- **Excerpt**:
## BEGIN

First published on Finadium December 2022.
Eurex Repo’s GC Pooling is regularly delivering double-digit, percentage growth in 2022. Frank Gast, managing director and member of the Management Board of Eurex Repo, and Carsten Hiller, head of Central Europe Funding & Financing, explain the dynamics behind those figures and how GC Pooling is linked to market crises and central bank policies.
Almost two decades ago, the Eurex team was seeking a cash-driven solution for trading standardized baskets as a way of managing liquidity. Back then, money market traders would not only face the risk of the issuer but would also need to manually allocate securities for a secured funding transaction. Ultimately, Eurex’s solution led to the launch of the GC Pooling product in 2005.
Not long after, the Lehman collapse triggered a global credit squeeze, rapidly eroding counterparty trust amid a dysfunctional money market. It became obvious that raising liquidity anonymously with a central counterparty (CCP) was of crucial importance, said Gast.

## END

- **Stated exercise A**:
Translate this sentence from the GC Pooling article into Spanish: "Ultimately, Eurex’s solution led to the launch of the GC Pooling product in 2005."
- **Stated exercise B**:
Carry the GC Pooling article forward, beginning right after its final sentence.
These rows come from a separate source, unrelated to the article.

[Recorded data]

## BEGIN

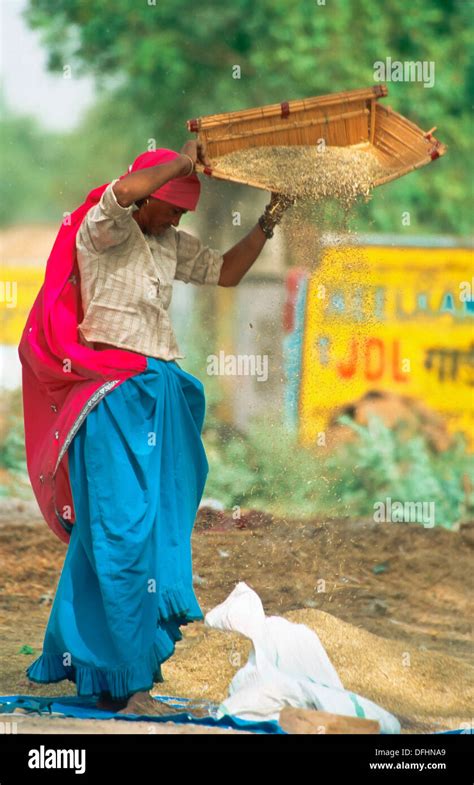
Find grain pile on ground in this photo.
[214,145,384,209]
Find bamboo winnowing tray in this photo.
[187,85,446,190]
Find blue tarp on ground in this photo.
[0,695,473,736]
[0,695,287,736]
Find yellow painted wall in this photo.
[0,265,44,345]
[299,246,474,444]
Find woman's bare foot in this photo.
[96,692,127,712]
[117,692,181,716]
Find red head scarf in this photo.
[129,147,201,210]
[18,150,199,543]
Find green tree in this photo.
[4,0,473,234]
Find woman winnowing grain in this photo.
[19,141,294,714]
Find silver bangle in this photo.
[180,153,195,177]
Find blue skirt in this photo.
[26,357,209,698]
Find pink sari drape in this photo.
[18,184,147,543]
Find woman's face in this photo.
[133,196,188,235]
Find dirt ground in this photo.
[0,509,474,733]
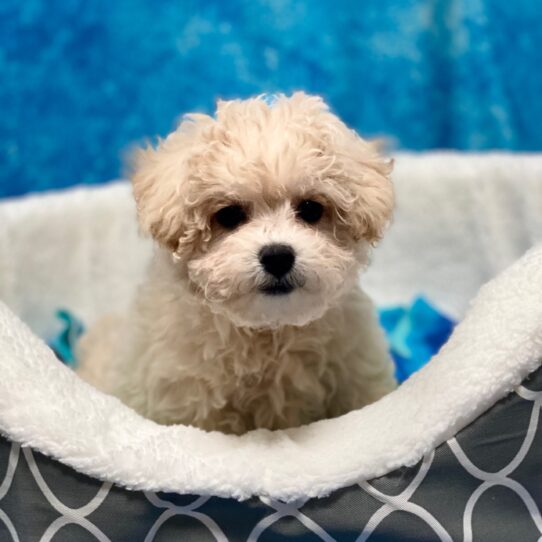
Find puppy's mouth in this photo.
[259,277,304,295]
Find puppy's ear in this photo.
[131,115,215,255]
[343,139,395,244]
[321,116,395,243]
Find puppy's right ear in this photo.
[131,114,213,255]
[131,136,187,250]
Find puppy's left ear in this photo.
[343,138,395,244]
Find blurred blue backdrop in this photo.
[0,0,542,196]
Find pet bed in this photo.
[0,154,542,542]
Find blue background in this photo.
[0,0,542,196]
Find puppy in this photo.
[79,92,395,434]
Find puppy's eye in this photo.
[295,199,324,224]
[215,205,247,230]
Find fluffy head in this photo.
[132,92,393,327]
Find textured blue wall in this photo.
[0,0,542,196]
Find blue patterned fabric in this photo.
[379,297,455,383]
[0,0,542,200]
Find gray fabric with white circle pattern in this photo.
[0,369,542,542]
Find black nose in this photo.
[258,244,295,279]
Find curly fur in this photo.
[79,93,395,433]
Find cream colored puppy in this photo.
[79,93,395,433]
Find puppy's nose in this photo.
[258,244,295,279]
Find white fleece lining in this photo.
[0,242,542,501]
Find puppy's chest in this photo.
[197,335,330,394]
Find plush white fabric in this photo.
[0,155,542,500]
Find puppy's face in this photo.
[133,93,393,327]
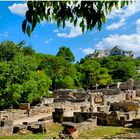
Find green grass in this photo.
[79,126,128,139]
[0,122,63,139]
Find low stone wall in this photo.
[30,106,53,115]
[60,118,97,139]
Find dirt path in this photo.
[14,113,52,125]
[14,110,80,125]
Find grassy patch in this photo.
[79,126,128,139]
[0,122,63,139]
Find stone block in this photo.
[0,127,13,136]
[13,124,27,133]
[19,103,30,110]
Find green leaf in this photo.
[57,20,60,28]
[32,18,37,31]
[82,25,85,33]
[22,19,27,33]
[74,18,77,26]
[101,13,106,23]
[26,11,32,23]
[121,1,125,8]
[26,25,31,37]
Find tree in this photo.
[0,41,19,61]
[114,62,136,81]
[22,0,131,36]
[38,55,76,90]
[56,46,75,62]
[80,60,112,89]
[0,41,51,109]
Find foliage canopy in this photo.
[22,0,131,36]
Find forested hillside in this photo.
[0,41,140,109]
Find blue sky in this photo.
[0,1,140,60]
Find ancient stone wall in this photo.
[104,93,125,104]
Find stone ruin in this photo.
[0,111,13,136]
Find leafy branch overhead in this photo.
[22,0,132,36]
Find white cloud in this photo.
[95,19,140,56]
[8,3,28,16]
[57,19,83,38]
[3,31,9,37]
[136,19,140,33]
[106,19,126,30]
[53,29,59,33]
[106,1,140,30]
[45,38,52,44]
[80,48,94,55]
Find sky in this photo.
[0,1,140,61]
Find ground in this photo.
[0,122,140,139]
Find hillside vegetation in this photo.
[0,41,140,109]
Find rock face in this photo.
[87,46,134,58]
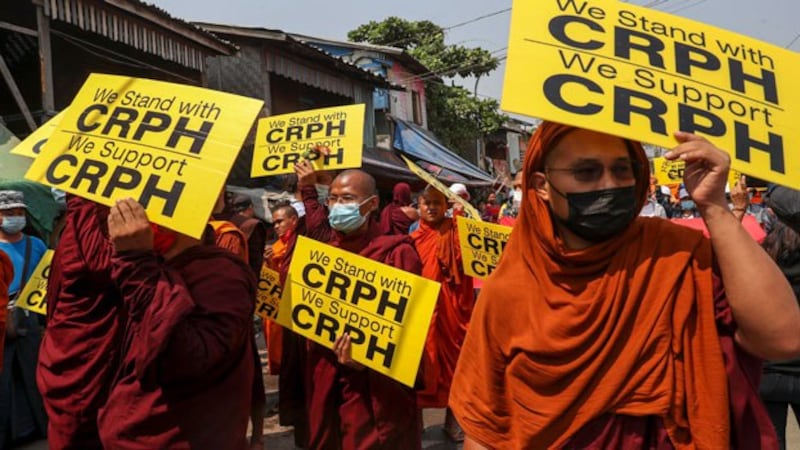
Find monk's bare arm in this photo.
[667,133,800,360]
[464,436,489,450]
[703,206,800,360]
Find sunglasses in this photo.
[545,159,641,183]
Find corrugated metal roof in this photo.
[43,0,238,71]
[292,34,431,75]
[194,22,405,90]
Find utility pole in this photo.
[472,75,486,170]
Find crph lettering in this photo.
[266,120,347,144]
[548,15,779,105]
[45,153,185,217]
[261,148,344,171]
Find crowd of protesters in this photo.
[0,122,800,450]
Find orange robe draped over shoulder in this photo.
[450,122,774,449]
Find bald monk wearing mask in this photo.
[450,122,800,450]
[295,161,422,450]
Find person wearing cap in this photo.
[759,186,800,450]
[0,191,47,443]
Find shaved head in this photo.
[272,203,297,217]
[331,169,378,198]
[419,185,447,226]
[272,205,299,236]
[420,184,447,202]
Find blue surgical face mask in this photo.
[0,216,25,234]
[328,196,372,234]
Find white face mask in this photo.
[0,216,26,234]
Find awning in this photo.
[392,118,494,186]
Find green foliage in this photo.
[347,17,507,154]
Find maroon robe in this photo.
[36,196,124,450]
[99,245,256,450]
[277,186,333,448]
[304,198,422,450]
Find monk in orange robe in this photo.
[98,199,263,450]
[264,205,299,375]
[380,183,419,235]
[450,122,800,450]
[295,161,422,450]
[411,186,475,441]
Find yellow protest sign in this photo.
[9,111,65,158]
[25,74,263,237]
[256,264,283,321]
[502,0,800,188]
[456,217,511,280]
[278,236,440,386]
[16,250,54,316]
[653,157,686,186]
[400,155,481,220]
[250,104,365,177]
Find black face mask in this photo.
[551,183,636,242]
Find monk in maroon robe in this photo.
[380,183,419,235]
[99,199,256,450]
[295,161,422,450]
[36,196,124,450]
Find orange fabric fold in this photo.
[264,239,289,375]
[411,218,475,408]
[450,122,730,449]
[0,251,14,370]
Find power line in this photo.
[372,8,511,47]
[395,47,508,84]
[783,33,800,48]
[443,8,511,31]
[670,0,708,14]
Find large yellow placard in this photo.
[25,74,263,237]
[9,111,65,158]
[278,236,440,386]
[16,250,54,316]
[250,104,366,177]
[456,217,511,280]
[400,155,481,220]
[653,157,742,189]
[256,264,283,321]
[502,0,800,188]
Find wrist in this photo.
[697,203,731,222]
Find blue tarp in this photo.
[393,119,494,184]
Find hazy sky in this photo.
[150,0,800,103]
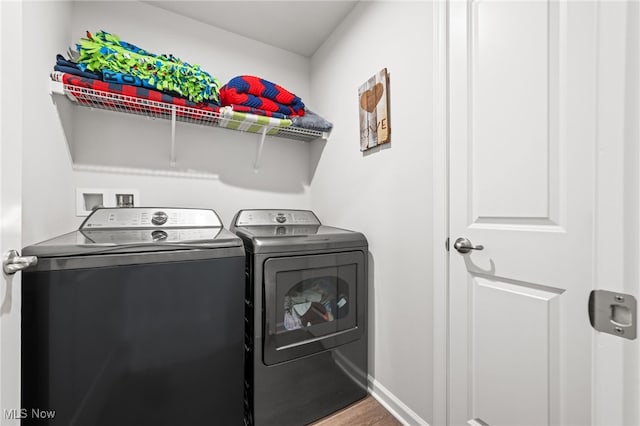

## END

- **Exercise response A**:
En última instancia, la solución de Eurex condujo al lanzamiento del producto GC Pooling en 2005.

- **Exercise response B**:
“Several market players didn’t see the need for it until we came to 2007/2008 and then it went really up through the roof — that clients understood the need for such an instrument to survive in such difficult stress environments,” he added.
Early adopters tended to be German-based and one of them was Dresdner Kleinwort, where Hiller was a repo trader during the financial crisis. He saw firsthand the market dash away from unsecured deposits: “No one had credit lines for other banks, and even for secured transactions, standard triparty repos, there was not enough liquidity. The only way for some banks to raise cash in the short-term market was via Eurex’s GC Pooling service.”
The global financial crisis evolved into the European sovereign debt crisis in 2011/12, when both peripheral and major European countries faced serious financial stability concerns as Greece defaulted.
“We had a number of clients from those countries urgently requesting admission to our markets, which has of course strict admission criteria to become a clearing member,” said Gast. Within a few years, GC Pooling went from 40 to 160 clients. Daily outstanding volumes peaked in June 2014 above €200 billion.
Market-driven funding vs. ECB excess liquidity
In dealing with monetary and economic crises through the 2010s, central banks, including the European Central Bank (ECB) enacted extraordinary policy measures. In 2015, the ECB generated excess liquidity via massive bond buying that plateaued temporarily between 2017 and 2019.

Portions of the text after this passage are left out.